--- Begin ---
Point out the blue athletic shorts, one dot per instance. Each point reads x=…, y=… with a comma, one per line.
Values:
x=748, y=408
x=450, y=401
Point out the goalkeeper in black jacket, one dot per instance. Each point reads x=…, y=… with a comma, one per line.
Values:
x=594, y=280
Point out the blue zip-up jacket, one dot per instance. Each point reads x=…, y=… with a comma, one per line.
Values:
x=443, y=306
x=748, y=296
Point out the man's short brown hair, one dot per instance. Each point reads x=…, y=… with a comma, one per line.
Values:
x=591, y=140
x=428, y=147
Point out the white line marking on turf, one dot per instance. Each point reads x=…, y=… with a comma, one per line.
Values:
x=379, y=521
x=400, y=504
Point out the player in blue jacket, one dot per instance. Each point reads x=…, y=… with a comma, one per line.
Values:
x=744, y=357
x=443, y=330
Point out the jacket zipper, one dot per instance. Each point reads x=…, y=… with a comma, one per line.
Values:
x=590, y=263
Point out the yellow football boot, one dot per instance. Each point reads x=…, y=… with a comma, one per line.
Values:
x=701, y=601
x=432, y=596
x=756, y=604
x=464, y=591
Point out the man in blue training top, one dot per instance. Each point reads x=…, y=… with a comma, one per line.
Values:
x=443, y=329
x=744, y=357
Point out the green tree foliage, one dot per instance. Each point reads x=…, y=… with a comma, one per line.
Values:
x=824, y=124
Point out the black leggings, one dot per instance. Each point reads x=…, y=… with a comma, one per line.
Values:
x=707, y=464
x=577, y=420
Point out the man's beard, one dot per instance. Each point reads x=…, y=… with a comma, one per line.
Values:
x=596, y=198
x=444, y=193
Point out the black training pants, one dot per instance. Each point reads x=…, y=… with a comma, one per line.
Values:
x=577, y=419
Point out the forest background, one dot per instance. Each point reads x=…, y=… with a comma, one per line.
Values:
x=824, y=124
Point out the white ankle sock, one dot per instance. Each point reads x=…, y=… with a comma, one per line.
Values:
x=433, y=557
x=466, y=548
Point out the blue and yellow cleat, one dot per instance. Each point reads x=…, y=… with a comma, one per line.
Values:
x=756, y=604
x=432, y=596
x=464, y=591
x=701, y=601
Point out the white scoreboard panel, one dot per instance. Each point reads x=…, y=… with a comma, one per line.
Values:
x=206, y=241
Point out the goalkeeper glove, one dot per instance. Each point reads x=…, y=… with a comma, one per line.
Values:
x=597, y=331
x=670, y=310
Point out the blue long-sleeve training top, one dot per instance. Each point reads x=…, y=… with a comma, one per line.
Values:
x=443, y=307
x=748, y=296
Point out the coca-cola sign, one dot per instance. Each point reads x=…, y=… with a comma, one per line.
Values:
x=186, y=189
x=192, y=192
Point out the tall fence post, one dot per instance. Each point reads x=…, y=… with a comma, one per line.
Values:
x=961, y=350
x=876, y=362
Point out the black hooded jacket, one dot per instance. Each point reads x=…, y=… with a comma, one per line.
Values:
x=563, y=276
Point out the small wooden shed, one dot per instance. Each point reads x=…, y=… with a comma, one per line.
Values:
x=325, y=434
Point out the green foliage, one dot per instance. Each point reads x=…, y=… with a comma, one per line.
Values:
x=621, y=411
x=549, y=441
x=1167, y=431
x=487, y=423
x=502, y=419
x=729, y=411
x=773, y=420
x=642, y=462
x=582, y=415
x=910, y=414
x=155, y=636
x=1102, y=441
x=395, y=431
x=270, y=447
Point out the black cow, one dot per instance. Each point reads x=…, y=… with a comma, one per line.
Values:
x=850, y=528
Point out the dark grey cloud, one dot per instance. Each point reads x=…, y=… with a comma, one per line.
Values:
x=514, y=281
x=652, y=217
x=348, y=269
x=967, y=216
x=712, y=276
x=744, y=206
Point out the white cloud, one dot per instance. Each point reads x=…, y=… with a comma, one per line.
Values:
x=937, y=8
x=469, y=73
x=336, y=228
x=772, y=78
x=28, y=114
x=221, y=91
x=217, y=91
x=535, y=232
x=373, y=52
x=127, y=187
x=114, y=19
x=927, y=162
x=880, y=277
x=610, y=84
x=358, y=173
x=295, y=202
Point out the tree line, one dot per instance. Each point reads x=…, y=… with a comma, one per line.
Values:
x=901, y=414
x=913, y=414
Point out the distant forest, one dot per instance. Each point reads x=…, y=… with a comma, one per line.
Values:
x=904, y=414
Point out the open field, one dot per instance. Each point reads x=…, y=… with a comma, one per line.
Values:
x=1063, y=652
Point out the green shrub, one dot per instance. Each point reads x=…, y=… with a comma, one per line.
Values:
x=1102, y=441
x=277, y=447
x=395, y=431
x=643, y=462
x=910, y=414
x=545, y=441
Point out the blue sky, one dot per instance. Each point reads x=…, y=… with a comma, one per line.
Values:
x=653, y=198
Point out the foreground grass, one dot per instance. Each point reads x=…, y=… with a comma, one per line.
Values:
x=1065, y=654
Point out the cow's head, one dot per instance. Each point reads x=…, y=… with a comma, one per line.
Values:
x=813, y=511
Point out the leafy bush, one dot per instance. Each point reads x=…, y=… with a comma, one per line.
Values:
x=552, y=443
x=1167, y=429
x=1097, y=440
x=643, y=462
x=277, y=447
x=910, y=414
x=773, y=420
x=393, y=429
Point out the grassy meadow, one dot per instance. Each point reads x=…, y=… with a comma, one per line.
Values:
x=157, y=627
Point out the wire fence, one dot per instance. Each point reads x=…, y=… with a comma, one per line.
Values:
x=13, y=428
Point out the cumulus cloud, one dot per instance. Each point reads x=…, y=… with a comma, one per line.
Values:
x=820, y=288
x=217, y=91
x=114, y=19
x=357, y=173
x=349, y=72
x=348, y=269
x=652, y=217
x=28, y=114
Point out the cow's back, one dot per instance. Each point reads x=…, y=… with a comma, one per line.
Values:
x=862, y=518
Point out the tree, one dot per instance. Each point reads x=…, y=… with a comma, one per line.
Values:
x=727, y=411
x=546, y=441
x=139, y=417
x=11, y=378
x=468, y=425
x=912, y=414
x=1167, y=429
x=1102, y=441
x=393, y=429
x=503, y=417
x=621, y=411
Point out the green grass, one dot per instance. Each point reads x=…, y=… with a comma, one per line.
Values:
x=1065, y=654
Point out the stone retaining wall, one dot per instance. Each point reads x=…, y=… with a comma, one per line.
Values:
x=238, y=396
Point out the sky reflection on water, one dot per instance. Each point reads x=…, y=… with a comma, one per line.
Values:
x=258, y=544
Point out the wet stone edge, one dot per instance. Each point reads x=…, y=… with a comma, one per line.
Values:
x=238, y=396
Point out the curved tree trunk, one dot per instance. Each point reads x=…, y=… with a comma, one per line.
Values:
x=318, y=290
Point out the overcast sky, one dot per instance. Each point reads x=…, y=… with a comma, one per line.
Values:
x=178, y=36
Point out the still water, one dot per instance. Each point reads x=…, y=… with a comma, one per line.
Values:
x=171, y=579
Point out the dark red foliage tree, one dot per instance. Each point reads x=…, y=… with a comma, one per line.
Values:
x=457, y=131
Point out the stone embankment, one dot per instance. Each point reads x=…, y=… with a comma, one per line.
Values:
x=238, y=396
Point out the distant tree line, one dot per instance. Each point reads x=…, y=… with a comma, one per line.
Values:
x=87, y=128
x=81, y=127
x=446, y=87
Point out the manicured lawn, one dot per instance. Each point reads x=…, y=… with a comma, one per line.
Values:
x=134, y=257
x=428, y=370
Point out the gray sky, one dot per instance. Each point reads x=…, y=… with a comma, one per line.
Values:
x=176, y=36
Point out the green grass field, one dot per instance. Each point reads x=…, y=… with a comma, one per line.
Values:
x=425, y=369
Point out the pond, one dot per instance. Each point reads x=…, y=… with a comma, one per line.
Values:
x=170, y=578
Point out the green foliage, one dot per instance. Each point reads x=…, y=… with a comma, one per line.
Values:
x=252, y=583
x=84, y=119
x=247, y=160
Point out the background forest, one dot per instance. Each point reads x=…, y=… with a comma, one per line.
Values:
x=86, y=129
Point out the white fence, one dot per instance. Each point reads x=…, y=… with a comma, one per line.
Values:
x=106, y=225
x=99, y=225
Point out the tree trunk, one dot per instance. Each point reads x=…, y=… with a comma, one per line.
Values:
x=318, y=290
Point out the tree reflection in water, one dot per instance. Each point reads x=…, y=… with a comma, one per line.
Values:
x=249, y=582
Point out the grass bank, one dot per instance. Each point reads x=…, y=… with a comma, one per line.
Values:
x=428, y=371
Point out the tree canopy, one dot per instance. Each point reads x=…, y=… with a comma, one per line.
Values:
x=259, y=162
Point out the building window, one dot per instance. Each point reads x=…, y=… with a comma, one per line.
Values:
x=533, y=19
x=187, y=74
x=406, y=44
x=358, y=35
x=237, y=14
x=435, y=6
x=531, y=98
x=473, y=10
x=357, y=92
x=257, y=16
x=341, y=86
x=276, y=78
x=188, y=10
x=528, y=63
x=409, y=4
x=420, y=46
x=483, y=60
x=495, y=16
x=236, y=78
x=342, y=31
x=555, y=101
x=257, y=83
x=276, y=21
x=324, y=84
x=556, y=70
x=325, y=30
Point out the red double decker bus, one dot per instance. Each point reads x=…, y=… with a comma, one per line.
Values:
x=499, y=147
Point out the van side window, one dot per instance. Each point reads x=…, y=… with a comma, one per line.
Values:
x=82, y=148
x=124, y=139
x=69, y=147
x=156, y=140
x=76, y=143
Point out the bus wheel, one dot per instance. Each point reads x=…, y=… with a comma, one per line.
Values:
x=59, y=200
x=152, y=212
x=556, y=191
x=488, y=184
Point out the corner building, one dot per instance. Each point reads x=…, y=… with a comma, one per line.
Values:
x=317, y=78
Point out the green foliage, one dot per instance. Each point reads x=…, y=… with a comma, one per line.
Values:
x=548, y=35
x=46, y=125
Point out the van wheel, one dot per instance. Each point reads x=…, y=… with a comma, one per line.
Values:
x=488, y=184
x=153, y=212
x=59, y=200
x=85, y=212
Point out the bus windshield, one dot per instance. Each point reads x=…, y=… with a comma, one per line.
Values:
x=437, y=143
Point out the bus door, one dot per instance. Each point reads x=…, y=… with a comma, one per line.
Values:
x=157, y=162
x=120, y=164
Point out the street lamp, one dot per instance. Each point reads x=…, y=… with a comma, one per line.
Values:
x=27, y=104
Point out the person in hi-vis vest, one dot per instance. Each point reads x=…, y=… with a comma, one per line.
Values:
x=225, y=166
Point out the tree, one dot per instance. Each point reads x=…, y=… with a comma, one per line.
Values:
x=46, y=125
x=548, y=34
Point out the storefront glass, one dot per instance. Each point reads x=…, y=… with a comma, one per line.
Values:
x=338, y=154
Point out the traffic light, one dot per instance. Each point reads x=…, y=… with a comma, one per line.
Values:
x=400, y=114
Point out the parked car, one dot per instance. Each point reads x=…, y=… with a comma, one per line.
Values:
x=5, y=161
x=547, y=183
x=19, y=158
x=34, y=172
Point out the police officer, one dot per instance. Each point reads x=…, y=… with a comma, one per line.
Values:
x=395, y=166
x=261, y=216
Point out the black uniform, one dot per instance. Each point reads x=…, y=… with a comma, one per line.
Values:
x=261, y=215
--- End ---
» **BRIEF**
Reproduce word for word the lines of the entries, starting at the line that contains "Point out the pond, one" and ending at the line that contains "x=249, y=582".

» **FINISHED EXERCISE**
Point out the pond, one dot per instance. Each point reads x=…, y=… with a comma, one per line.
Values:
x=170, y=578
Point out the green foliage, one dot per instance. Each point reads x=…, y=… with a comma, one per line.
Values:
x=252, y=583
x=84, y=119
x=247, y=160
Point out the background forest, one dot per instance. Each point reads x=…, y=… with a comma, one per line.
Values:
x=86, y=129
Point out the white fence, one dot per instance. Each point reads x=…, y=… with a comma, one per line.
Values:
x=106, y=225
x=99, y=225
Point out the tree trunk, one dot per instance. Each point reads x=…, y=… with a comma, one per line.
Values:
x=318, y=290
Point out the tree reflection in water, one dot per instance. Each point reads x=…, y=… with a comma, one per line.
Values:
x=249, y=582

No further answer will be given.